State the count of lines below in which the word "water" appears, and add nothing.

[Source data — start]

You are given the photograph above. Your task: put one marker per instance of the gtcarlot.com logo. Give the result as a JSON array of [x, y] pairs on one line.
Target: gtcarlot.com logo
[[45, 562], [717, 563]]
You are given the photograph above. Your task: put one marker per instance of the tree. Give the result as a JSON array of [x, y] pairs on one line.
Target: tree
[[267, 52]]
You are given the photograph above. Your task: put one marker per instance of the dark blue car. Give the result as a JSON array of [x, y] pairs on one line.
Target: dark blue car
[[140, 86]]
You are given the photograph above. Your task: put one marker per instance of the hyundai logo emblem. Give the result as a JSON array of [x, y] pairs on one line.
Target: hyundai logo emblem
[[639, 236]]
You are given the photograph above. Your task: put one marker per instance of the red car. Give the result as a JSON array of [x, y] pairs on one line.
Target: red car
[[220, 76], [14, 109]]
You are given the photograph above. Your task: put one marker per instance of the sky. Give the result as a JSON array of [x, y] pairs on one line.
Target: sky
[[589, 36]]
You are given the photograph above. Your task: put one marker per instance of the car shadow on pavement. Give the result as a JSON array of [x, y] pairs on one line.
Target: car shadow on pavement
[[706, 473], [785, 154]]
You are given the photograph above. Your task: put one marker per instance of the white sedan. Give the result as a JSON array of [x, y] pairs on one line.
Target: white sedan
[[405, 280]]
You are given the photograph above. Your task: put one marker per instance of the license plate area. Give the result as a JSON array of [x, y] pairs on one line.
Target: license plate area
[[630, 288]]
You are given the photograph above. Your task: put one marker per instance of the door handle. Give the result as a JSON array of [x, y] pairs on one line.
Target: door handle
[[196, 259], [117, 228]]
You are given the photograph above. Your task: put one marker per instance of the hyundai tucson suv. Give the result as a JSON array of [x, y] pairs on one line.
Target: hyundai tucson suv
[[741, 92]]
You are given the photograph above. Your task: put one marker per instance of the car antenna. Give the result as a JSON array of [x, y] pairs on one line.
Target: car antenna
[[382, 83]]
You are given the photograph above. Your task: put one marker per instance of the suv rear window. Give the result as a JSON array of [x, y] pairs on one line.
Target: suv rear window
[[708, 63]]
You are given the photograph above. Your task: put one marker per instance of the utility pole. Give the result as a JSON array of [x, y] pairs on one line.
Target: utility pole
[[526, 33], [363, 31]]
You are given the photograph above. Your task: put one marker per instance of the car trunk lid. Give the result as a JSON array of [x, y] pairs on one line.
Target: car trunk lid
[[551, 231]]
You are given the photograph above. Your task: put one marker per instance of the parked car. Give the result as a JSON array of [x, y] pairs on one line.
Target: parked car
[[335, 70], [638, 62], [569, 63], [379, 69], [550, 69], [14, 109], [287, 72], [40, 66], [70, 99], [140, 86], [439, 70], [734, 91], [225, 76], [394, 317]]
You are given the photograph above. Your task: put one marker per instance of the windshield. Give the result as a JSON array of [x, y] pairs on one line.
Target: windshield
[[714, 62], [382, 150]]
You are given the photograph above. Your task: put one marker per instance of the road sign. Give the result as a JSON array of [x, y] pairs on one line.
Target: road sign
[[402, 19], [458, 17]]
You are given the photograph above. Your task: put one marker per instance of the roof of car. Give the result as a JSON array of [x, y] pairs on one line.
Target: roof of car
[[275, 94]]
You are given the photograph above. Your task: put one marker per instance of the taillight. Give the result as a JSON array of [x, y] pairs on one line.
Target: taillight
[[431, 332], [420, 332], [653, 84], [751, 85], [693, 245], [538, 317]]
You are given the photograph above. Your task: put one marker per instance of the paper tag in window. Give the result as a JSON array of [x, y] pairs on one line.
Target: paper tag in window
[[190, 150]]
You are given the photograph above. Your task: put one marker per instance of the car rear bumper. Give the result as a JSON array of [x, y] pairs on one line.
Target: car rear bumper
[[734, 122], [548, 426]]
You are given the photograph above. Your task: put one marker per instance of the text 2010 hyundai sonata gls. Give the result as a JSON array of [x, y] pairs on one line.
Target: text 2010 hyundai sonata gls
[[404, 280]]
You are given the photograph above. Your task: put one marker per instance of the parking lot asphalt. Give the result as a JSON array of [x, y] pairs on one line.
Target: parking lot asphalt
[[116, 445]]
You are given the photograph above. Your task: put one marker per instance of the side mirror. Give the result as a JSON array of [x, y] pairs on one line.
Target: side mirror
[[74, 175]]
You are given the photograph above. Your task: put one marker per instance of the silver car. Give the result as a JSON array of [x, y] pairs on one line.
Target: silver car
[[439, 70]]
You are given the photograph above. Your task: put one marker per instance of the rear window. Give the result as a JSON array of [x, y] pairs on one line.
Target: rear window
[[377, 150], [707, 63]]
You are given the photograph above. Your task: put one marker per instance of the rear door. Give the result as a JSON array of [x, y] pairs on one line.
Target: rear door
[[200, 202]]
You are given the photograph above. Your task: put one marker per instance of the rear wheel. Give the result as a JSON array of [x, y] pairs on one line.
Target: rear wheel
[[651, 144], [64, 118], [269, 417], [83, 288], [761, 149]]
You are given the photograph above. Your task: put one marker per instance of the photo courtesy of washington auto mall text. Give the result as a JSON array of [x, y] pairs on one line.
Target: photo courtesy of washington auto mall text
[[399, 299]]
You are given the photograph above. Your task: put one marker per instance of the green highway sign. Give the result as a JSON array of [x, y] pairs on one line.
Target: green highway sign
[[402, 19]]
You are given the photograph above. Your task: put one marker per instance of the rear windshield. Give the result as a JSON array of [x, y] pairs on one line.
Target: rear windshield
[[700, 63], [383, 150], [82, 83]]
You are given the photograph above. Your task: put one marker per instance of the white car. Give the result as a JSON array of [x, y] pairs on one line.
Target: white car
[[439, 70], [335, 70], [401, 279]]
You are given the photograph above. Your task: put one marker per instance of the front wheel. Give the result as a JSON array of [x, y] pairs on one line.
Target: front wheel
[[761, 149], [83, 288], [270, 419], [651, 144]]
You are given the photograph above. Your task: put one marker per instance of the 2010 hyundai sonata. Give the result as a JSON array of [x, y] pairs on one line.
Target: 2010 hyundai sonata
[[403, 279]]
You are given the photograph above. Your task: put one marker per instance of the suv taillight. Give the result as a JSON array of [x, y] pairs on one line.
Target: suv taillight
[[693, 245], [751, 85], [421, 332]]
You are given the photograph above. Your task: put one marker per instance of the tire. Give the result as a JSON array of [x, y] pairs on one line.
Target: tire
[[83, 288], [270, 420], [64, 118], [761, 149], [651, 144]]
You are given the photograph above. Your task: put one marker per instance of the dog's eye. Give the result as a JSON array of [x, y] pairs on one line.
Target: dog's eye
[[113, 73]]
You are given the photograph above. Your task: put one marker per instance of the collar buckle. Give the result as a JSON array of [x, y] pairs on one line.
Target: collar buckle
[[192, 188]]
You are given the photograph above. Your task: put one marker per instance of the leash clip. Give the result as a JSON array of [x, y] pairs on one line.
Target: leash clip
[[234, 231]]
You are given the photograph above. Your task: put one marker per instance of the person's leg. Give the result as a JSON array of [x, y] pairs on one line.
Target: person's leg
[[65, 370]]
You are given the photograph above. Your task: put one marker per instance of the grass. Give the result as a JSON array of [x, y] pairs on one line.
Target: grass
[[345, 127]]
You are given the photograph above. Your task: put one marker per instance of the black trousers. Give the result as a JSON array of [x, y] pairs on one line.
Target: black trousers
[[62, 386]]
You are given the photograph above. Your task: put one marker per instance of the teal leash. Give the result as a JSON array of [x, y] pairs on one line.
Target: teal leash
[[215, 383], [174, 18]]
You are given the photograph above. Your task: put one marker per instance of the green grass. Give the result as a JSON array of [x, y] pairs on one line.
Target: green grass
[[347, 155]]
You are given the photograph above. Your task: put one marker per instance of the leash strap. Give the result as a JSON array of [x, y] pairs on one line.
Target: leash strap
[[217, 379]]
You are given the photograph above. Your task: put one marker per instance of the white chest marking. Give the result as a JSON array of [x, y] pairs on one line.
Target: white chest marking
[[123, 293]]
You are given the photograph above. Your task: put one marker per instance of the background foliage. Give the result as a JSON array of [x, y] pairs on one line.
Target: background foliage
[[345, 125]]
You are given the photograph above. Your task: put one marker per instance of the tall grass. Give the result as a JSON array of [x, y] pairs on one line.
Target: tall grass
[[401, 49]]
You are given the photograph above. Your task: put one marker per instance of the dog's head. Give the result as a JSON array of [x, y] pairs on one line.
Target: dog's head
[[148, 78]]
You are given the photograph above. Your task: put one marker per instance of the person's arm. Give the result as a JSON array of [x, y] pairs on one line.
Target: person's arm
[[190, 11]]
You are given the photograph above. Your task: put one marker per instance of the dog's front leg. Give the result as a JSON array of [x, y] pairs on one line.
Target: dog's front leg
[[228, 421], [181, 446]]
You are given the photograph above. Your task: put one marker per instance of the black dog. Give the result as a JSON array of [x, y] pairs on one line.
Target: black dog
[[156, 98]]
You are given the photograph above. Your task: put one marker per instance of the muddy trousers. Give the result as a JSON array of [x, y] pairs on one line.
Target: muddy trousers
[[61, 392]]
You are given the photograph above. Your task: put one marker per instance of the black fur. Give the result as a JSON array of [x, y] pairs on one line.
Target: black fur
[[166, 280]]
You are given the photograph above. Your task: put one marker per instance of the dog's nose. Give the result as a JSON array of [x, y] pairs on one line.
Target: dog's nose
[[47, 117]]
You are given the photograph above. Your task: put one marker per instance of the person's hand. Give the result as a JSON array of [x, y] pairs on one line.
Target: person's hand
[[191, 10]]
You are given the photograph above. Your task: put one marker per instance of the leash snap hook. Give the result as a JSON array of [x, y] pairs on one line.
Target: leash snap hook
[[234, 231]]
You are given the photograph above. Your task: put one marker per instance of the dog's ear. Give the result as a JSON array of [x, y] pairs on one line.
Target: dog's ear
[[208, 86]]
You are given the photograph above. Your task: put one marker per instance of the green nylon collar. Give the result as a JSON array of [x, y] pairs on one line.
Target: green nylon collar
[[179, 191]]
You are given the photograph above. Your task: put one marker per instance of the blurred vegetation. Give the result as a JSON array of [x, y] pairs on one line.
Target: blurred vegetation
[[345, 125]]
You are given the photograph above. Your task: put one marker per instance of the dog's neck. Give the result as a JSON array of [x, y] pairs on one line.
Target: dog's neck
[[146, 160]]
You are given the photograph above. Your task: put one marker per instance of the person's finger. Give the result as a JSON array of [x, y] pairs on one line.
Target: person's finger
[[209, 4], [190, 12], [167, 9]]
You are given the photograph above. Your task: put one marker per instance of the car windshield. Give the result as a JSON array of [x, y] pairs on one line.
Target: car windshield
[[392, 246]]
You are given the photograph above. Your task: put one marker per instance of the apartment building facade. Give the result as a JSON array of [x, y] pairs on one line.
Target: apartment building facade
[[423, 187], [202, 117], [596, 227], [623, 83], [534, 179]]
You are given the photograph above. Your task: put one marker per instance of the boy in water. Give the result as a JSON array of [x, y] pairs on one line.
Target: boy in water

[Source data — finish]

■ **Problem solution**
2